**EXTRAIT DE PAGE:**

┄┄┄┄┄┄

Les travaux menés depuis le début des années 1990 par le Groupe d’Experts Intergouvernemental sur l’évolution du Climat (GIEC) ont abouti au constat que les températures moyennes sur Terre avaient augmenté de 1 degré Celsius environ entre la fin du XIXᵉ et le début du XXIᵉ. Ils ont également montré que cette hausse des températures étaient liées aux émissions de gaz à effet de serre générées par les activités humaines, et, plus particulièrement, par l’exploitation des énergies fossiles dont la combustion génère d’importants rejets de gaz carboniques dans l’atmosphère.

D’après les conclusions du GIEC, la poursuite d’un mode de production basé sur l’utilisation du charbon, du gaz et du pétrole provoquerait une hausse des températures moyennes d’au moins 1,5 degrés Celsius d’ici 2050 et de plus de 3 degrés Celsius d’ici la fin du 21e siècle par rapport à la période préindustrielle. Si rien n’est fait pour la stopper, cette hausse des températures entraînerait un dérèglement climatique mondial de grande ampleur aux conséquences désastreuses pour l’environnement et qui pourrait remettre en cause à terme la présence de la vie sur Terre. Face à ce constat, le GIEC appelle les gouvernements à prendre les mesures nécessaires pour réduire drastiquement les émissions de gaz carbonique et pour aboutir à la neutralité carbone d’ici 2050, c’est-à-dire à une compensation intégrale des émissions de gaz à effet de serre par la capture d’une quantité équivalente de gaz carbonique. Troisième émetteur de gaz à effet de serre derrière les Etats-Unis et la Chine, l’Union européenne a décidé d’agir pour lutter contre le réchauffement climatique mondial et a obtenu des premiers résultats encourageants. Mais dans un domaine qui reste du ressort de la compétence propre des Etats, l’objectif de neutralité carbone constitue un véritable défi qui sera plus difficile à atteindre.

┄┄┄┄┄┄

**ÉNONCÉ A:** Présente l'ensemble des entrées ci-dessous sous forme de liste numérotée, en omettant les lignes vides.

┄┄┄┄┄┄

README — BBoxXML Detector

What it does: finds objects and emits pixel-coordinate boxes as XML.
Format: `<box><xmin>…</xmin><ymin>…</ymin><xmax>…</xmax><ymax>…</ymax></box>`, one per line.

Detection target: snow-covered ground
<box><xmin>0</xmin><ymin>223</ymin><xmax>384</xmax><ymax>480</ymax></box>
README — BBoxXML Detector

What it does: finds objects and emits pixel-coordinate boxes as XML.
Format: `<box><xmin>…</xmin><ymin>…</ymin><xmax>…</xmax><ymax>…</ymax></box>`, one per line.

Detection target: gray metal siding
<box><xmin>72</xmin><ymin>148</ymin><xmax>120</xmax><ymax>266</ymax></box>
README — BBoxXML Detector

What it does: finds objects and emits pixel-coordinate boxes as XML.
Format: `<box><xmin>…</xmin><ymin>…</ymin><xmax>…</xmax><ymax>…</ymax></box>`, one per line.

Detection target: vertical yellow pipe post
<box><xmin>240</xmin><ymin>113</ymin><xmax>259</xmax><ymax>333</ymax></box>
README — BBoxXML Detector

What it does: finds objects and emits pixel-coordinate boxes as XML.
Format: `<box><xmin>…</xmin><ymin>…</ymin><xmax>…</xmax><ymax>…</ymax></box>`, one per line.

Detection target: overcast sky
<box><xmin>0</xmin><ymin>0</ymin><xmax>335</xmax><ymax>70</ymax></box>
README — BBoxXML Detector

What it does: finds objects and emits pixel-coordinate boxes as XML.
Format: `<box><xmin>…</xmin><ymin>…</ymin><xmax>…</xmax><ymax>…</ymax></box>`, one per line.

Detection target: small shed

┄┄┄┄┄┄

**ÉNONCÉ B:** Recopie le passage du texte sur le réchauffement climatique situé entre "Les travaux menés" et "carboniques dans l’atmosphère.", ces deux bornes comprises.

**RÉPONSE ATTENDUE A:**
1. README — BBoxXML Detector
2. What it does: finds objects and emits pixel-coordinate boxes as XML.
3. Format: `<box><xmin>…</xmin><ymin>…</ymin><xmax>…</xmax><ymax>…</ymax></box>`, one per line.
4. Detection target: snow-covered ground
5. <box><xmin>0</xmin><ymin>223</ymin><xmax>384</xmax><ymax>480</ymax></box>
6. README — BBoxXML Detector
7. What it does: finds objects and emits pixel-coordinate boxes as XML.
8. Format: `<box><xmin>…</xmin><ymin>…</ymin><xmax>…</xmax><ymax>…</ymax></box>`, one per line.
9. Detection target: gray metal siding
10. <box><xmin>72</xmin><ymin>148</ymin><xmax>120</xmax><ymax>266</ymax></box>
11. README — BBoxXML Detector
12. What it does: finds objects and emits pixel-coordinate boxes as XML.
13. Format: `<box><xmin>…</xmin><ymin>…</ymin><xmax>…</xmax><ymax>…</ymax></box>`, one per line.
14. Detection target: vertical yellow pipe post
15. <box><xmin>240</xmin><ymin>113</ymin><xmax>259</xmax><ymax>333</ymax></box>
16. README — BBoxXML Detector
17. What it does: finds objects and emits pixel-coordinate boxes as XML.
18. Format: `<box><xmin>…</xmin><ymin>…</ymin><xmax>…</xmax><ymax>…</ymax></box>`, one per line.
19. Detection target: overcast sky
20. <box><xmin>0</xmin><ymin>0</ymin><xmax>335</xmax><ymax>70</ymax></box>
21. README — BBoxXML Detector
22. What it does: finds objects and emits pixel-coordinate boxes as XML.
23. Format: `<box><xmin>…</xmin><ymin>…</ymin><xmax>…</xmax><ymax>…</ymax></box>`, one per line.
24. Detection target: small shed

**RÉPONSE ATTENDUE B:**
Les travaux menés depuis le début des années 1990 par le Groupe d’Experts Intergouvernemental sur l’évolution du Climat (GIEC) ont abouti au constat que les températures moyennes sur Terre avaient augmenté de 1 degré Celsius environ entre la fin du XIXᵉ et le début du XXIᵉ. Ils ont également montré que cette hausse des températures étaient liées aux émissions de gaz à effet de serre générées par les activités humaines, et, plus particulièrement, par l’exploitation des énergies fossiles dont la combustion génère d’importants rejets de gaz carboniques dans l’atmosphère.